• Trecho da página
·····

Na verdade, nos últimos 50 anos, muitos estudos com diferentes tipos de amostras, não clínicas e clínicas, nomeadamente de depressivos, sob diferentes paradigmas teóricos, nomeadamente cognitivista e psicodinâmico, utilizaram diversos diferencias semânticos para avaliar, não só as representações parentais, mas as representações, as atitudes ou o significado que diferentes conceitos têm para os sujeitos: o self, o self ideal, a discrepância entre o self ideal e o self real, o filho, o marido, a imagem corporal, as atitudes face ao corpo, diferentes aspectos do funcionamento somático, da sexualidade, a feminilidade, o suporte social, o impacto de sessões terapêuticas, diversas patologias como a própria depressão, o passado, o futuro, a família, os amigos, a escola, entre outros (e. g. Blatt & cols., 1979; Dahn, 2000; Elliott & Wexler, 1994; Ewalds-Kvist, Hirvonen, Kvist, Lertola & Niemelã, 2005; Karoly & Ruehlman, 1983; Laxer, 1964; Laessle, Kiittl, Fichter & Pirke, 1988; Lewinsohn & cols., 1988; Pajulo, Savonlahti, Sourander, Piha & Helenius, 2001, 2004; Quinlan & cols., 1992; Wilson & Lindholm, 1987; Whaley, 1989; Yanagida & Marsella, 1978; veja-se também Blatt, 2004).
Quinlan e cols. (1992) construíram um diferencial semântico com o mesmo formato do que foi construído para este estudo (só que com 17 escalas por conceito) para validar um procedimento de descrição das figuras parentais (veja-se também, Blatt & Homann, 1992).
A construção do diferencial semântico neste estudo teve como base o trabalho de Osgood e cols. (1957). À semelhança do trabalho de Quinlan e cols. (1992) o diferencial semântico foi construído para quatro conceitos: Quando eu era criança, a minha mãe, Quando eu era criança, o meu pai, Eu próprio como sou, Eu próprio como gostaria de ser. De salientar que, relativamente aos conceitos utilizados por Quinlan e cols. (1992), fizemos uma ligeira alteração, acrescentando Quando eu era criança aos conceitos de mãe e de pai, para enfatizar que se pretendia que os sujeitos avaliassem as figuras parentais como elas eram percebidas na infância. Note-se que, como referem Quinlan e cols. (1992), o conceito de Eu próprio como sou tem como objectivo a avaliação do self real e o conceito de Eu próprio como gostaria de ser, o self ideal. Neste artigo não serão apresentados os resultados relativos aos conceitos de Eu próprio como sou e Eu próprio como gostaria de ser.

·····

• Conjunto de exercícios
1. Copie do trecho sobre o diferencial semântico a parte entre "Quinlan e cols. (1992) construíram" e "Blatt & Homann, 1992).", incluindo esses dois trechos.
2. Responda às perguntas sobre o trecho do diferencial semântico:
(a) Quantas escalas por conceito tinha o diferencial semântico de Quinlan e cols. (1992)?
(b) Em que trabalho se baseou a construção do diferencial semântico deste estudo?
(c) Há quantos anos muitos estudos usam diferenciais semânticos, segundo o trecho?
3. Segundo o trecho sobre o diferencial semântico, por que os autores acrescentaram "Quando eu era criança" aos conceitos de mãe e de pai?

[Dados de expressões referenciais com base em fotos]
·····

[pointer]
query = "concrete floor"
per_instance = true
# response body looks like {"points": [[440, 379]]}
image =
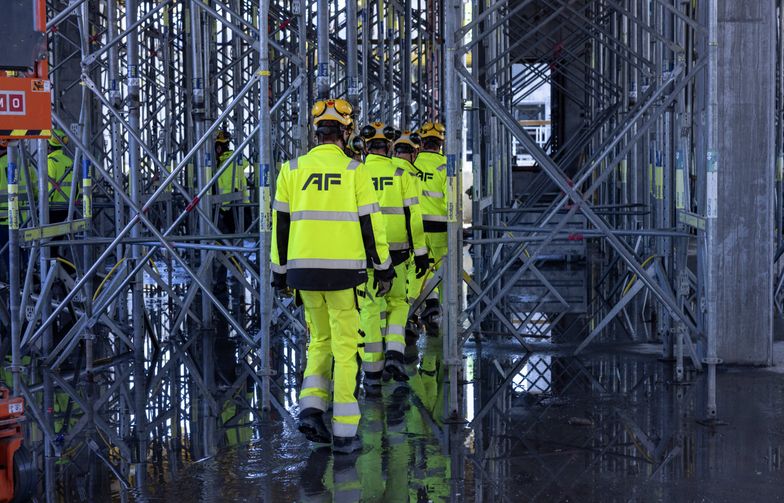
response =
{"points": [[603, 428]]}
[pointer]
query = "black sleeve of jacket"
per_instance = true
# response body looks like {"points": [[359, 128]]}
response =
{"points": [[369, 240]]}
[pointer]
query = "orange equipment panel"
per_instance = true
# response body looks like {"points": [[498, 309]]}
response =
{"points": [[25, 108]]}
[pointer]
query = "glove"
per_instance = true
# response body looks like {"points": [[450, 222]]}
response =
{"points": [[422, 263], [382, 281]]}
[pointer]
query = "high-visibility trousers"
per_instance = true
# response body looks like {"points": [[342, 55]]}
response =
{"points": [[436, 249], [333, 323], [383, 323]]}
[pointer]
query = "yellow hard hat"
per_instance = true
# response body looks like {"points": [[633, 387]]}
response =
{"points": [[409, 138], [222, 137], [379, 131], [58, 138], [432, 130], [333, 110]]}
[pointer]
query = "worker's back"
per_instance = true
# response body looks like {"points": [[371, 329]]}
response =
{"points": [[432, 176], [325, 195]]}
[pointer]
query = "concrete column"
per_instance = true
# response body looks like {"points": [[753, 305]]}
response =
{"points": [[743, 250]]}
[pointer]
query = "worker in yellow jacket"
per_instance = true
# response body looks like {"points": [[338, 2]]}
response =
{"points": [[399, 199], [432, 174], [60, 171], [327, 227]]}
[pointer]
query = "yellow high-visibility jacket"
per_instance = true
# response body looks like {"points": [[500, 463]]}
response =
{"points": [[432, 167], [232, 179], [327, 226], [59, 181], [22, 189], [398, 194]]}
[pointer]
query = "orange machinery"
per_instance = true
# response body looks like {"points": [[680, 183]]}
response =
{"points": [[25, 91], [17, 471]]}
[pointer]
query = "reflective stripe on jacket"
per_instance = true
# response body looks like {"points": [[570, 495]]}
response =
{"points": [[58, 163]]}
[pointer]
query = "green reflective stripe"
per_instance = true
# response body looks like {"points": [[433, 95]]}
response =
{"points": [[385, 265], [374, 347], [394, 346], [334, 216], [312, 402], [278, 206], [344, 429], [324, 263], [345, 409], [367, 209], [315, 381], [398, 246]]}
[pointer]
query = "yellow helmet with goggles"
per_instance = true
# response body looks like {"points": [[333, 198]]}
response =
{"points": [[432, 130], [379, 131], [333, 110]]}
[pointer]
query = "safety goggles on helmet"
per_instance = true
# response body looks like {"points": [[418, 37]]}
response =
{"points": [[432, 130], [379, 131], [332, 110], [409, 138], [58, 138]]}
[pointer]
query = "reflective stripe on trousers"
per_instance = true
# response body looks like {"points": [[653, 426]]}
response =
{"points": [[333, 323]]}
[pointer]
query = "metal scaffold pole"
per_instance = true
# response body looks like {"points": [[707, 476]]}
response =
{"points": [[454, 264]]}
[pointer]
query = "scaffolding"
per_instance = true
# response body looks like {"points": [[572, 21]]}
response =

·····

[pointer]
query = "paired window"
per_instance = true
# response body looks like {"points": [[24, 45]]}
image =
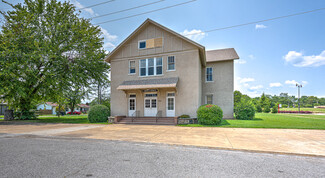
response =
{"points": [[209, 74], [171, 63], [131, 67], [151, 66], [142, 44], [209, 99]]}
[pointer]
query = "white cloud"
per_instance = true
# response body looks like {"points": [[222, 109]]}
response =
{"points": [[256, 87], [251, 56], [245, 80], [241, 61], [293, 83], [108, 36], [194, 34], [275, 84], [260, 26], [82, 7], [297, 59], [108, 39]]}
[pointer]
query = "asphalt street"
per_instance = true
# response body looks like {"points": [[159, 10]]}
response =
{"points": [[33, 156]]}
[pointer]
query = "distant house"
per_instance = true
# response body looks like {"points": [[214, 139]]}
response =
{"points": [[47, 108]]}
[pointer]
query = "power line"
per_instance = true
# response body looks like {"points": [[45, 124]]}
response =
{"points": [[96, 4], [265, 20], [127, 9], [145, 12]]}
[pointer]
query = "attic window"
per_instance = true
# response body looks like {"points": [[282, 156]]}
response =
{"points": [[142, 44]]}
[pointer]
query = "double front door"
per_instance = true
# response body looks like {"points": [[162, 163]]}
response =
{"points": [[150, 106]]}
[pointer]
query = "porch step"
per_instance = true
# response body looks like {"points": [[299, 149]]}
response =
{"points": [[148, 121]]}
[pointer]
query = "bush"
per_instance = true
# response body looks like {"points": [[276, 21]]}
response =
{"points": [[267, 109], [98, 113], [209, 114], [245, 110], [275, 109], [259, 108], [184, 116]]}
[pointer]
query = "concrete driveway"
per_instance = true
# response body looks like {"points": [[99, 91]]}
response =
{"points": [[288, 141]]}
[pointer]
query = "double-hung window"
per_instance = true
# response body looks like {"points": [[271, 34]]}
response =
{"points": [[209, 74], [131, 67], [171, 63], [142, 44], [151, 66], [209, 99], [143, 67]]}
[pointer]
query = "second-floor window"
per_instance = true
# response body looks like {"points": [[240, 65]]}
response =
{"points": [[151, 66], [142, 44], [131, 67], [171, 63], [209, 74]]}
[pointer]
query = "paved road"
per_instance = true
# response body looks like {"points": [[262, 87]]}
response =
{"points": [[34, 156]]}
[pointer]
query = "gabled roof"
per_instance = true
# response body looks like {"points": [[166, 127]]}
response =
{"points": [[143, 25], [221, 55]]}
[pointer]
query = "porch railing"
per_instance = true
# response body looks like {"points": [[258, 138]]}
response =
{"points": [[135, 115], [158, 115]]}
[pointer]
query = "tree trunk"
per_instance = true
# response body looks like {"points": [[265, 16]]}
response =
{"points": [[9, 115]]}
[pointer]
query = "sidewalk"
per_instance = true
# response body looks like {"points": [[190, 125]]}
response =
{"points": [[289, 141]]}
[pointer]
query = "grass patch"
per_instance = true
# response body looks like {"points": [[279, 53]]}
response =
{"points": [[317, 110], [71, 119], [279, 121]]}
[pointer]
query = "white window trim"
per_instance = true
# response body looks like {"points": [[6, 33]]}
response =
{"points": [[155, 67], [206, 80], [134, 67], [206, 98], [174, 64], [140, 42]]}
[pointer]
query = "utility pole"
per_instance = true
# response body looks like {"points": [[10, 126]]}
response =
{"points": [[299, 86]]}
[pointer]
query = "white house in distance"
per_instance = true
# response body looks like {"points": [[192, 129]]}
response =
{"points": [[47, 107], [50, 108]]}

·····

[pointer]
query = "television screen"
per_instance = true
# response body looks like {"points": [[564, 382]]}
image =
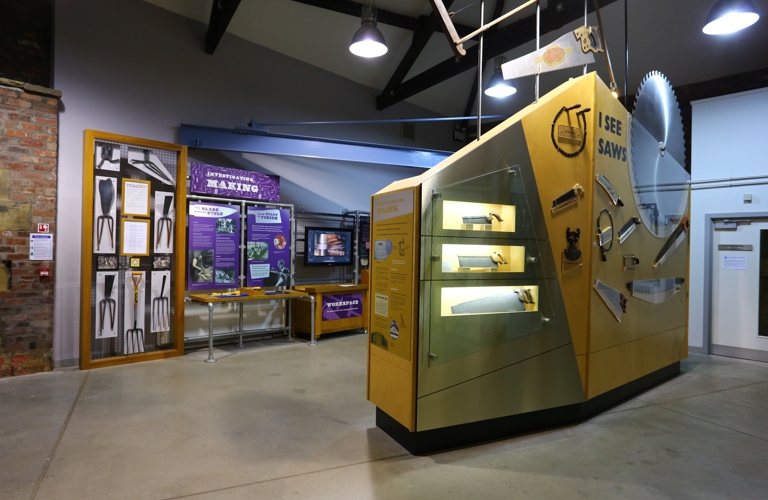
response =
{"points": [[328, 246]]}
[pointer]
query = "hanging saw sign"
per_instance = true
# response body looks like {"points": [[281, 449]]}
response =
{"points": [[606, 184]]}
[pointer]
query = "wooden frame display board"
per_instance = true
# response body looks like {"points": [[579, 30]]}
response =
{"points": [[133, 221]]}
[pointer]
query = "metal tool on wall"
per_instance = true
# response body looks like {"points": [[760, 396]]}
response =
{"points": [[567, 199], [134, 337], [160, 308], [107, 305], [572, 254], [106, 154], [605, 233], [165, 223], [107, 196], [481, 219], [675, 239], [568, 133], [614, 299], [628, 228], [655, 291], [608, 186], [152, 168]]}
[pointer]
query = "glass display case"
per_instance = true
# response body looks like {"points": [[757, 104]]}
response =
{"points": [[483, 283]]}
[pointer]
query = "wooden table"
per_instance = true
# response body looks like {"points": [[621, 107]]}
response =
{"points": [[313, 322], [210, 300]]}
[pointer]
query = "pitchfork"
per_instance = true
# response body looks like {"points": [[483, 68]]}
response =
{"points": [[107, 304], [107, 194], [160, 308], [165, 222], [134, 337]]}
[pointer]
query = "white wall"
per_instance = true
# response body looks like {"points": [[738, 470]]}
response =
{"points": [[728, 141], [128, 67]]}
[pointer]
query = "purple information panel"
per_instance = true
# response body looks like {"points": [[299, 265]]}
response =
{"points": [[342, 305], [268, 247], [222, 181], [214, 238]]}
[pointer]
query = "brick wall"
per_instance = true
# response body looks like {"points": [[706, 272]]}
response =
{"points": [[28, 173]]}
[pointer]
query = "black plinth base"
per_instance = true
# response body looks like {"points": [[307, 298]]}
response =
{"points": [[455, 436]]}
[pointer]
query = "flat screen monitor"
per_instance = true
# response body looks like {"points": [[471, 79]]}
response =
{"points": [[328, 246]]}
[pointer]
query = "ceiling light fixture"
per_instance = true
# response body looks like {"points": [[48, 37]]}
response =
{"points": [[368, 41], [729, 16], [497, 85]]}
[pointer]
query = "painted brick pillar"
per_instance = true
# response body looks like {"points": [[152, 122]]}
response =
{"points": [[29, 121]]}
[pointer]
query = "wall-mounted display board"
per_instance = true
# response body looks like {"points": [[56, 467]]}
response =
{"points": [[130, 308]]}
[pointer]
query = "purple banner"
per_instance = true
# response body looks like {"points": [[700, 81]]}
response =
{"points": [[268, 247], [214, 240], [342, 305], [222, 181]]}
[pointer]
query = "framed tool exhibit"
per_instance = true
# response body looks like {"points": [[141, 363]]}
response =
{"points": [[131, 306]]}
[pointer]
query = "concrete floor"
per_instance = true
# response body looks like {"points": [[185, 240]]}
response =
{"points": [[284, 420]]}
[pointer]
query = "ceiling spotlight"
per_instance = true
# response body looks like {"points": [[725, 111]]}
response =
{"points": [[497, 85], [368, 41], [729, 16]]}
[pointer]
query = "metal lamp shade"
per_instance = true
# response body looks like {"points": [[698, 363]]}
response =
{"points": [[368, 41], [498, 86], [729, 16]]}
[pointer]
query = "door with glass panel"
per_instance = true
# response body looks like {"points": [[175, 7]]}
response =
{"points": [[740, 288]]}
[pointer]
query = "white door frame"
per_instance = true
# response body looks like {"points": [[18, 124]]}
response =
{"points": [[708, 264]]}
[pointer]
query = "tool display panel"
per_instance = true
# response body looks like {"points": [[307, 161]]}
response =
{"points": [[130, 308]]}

·····

• Respostas por tarefa
1.
Quinlan e cols. (1992) construíram um diferencial semântico com o mesmo formato do que foi construído para este estudo (só que com 17 escalas por conceito) para validar um procedimento de descrição das figuras parentais (veja-se também, Blatt & Homann, 1992).

2.
(a) 17 escalas por conceito.
(b) No trabalho de Osgood e cols. (1957).
(c) Há 50 anos.

3. Os autores acrescentaram essas palavras para deixar claro que os participantes deviam avaliar a mãe e o pai tal como os viam na infância.